WHAT THIS EXERCISE ASKS:
a) Copy, word for word, the passage of the Milwaukee basketball excerpt below that opens with "If there’s ever" and closes with "and Pat Connaughton.".
b) Answer these questions from the Milwaukee basketball excerpt below:
(i) Under which coach does the excerpt say the team had some iffy years?
(ii) How many rebounds per game does the 2018-2019 line give for Antetokounmpo?
(iii) What age does the excerpt give for Antetokounmpo?

PAGE EXCERPT:

If there’s ever an example of how much impact coaching has on a team, this is Exhibit A. This team under Mike Budenholzer met and exceeded every expectation of this snowy wasteland. It seems like there’s finally some stability on the bench for this team after some iffy years under Jason Kidd when it was obvious that everyone wasn’t quite on board. Also, Joe Prunty was… a guy who did some stuff.
Budenholzer also is a guy who does some stuff. The difference is that it’s stuff that’s touched by Midas and angels and happiness and love. He has been pivotal in the growth of Giannis Antetokounmpo into this behemoth of unstoppable strength and skill. He’s been pivotal in the team’s ability to exploit depth pieces and not miss a beat. The system is good and that should really drive the growth of the young wings on the roster in Sterling Brown, Donte DiVincenzo and Pat Connaughton.
With an emphasis on reading defenses and reacting accordingly, it should help young players coming into the system flash their athleticism while becoming better basketball players, which is a key to long-term success as athleticism fades. Coach Bud is our bud for years to come.
ADP: 2/3 (ESPN/Yahoo) | Total Value: 4/9 (8/9-cat) | Per-Game Value: 3/6 (8/9-cat) | Games Played: 72
2018-2019 Averages: 72 G | 32.8 MP | 27.7 PTS | 0.7 3PM | 12.5 REB | 5.9 AST | 1.3 STL | 1.5 BLK | 3.7 TOV | 0.578 FG% | 0.729 FT%
The Giannis Antetokounmpo story remains the exact same. He’s an amazing talent and a great player and makes us all feel very old and decrepit because he’s a freak and basically 11. This amazing season could end in an NBA MVP win, but for our purposes, it was kind of more of the same. The field goal percentage took an impressive bump in exchange for some free throw shooting. We saw career-highs in rebounds, assists and turnovers. At 24 years old, we saw the blossoming of potentially the best player on the planet who somehow wants to be in the city of Milwaukee (Someone please check if he hit his head).
We didn’t see, however, the development of a 3-point shot or an improvement to the free throw percentage. This is broken record talk, but it’s the reality. Giannis is deficient in three categories. The turnovers will be tough to bring back down much given how much he handles the ball and the laser focus opposing defenses put on him. Adding range to his game would make Antetokounmpo the most unstoppable force in the NBA. Also make your free throws dude. Let’s figure that out.

DATA SECTION:

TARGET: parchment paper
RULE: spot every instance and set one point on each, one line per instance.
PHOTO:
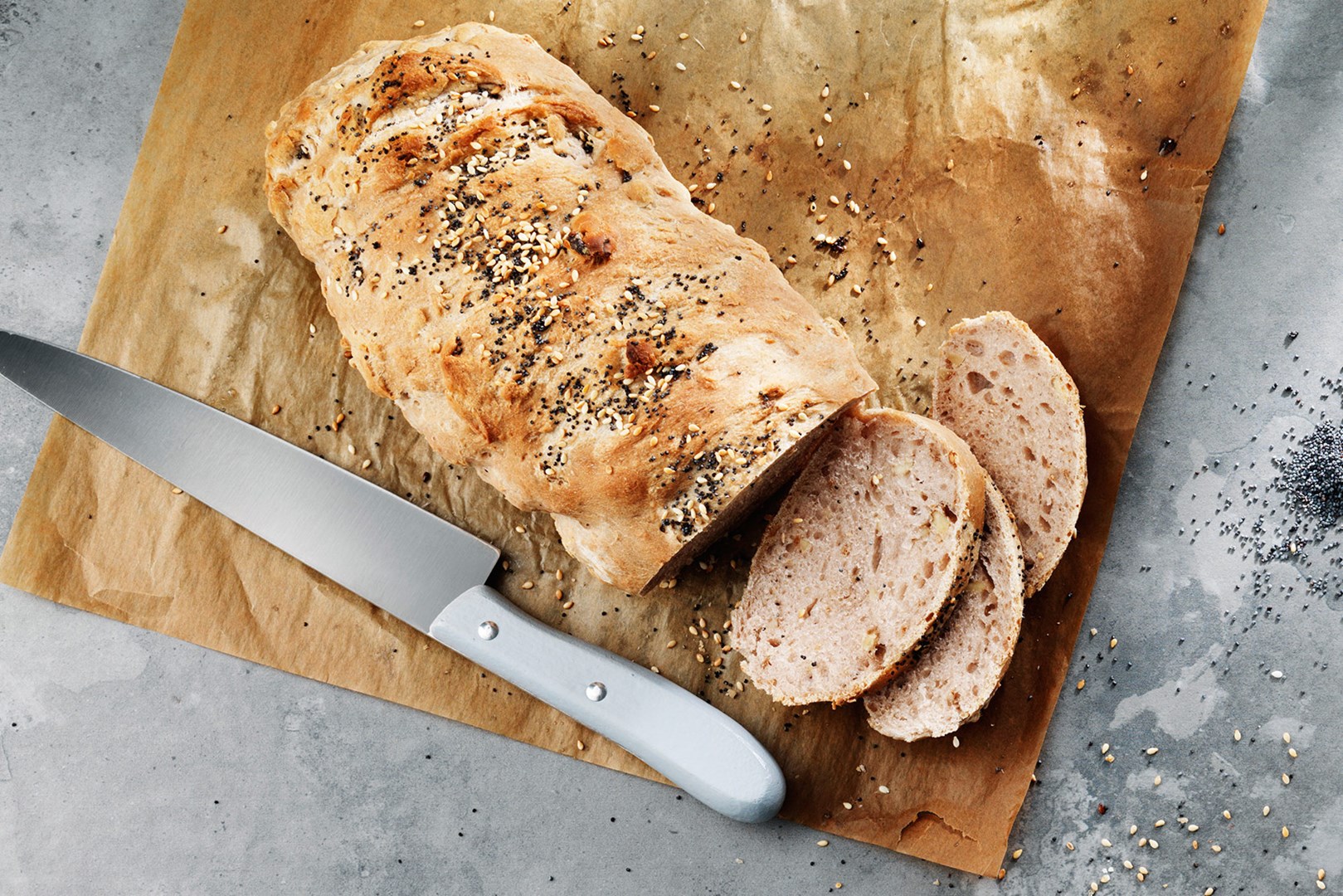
(1009, 137)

PER-TASK ANSWERS:
a)
If there’s ever an example of how much impact coaching has on a team, this is Exhibit A. This team under Mike Budenholzer met and exceeded every expectation of this snowy wasteland. It seems like there’s finally some stability on the bench for this team after some iffy years under Jason Kidd when it was obvious that everyone wasn’t quite on board. Also, Joe Prunty was… a guy who did some stuff.
Budenholzer also is a guy who does some stuff. The difference is that it’s stuff that’s touched by Midas and angels and happiness and love. He has been pivotal in the growth of Giannis Antetokounmpo into this behemoth of unstoppable strength and skill. He’s been pivotal in the team’s ability to exploit depth pieces and not miss a beat. The system is good and that should really drive the growth of the young wings on the roster in Sterling Brown, Donte DiVincenzo and Pat Connaughton.

b)
(i) Jason Kidd
(ii) 12.5
(iii) 24 years old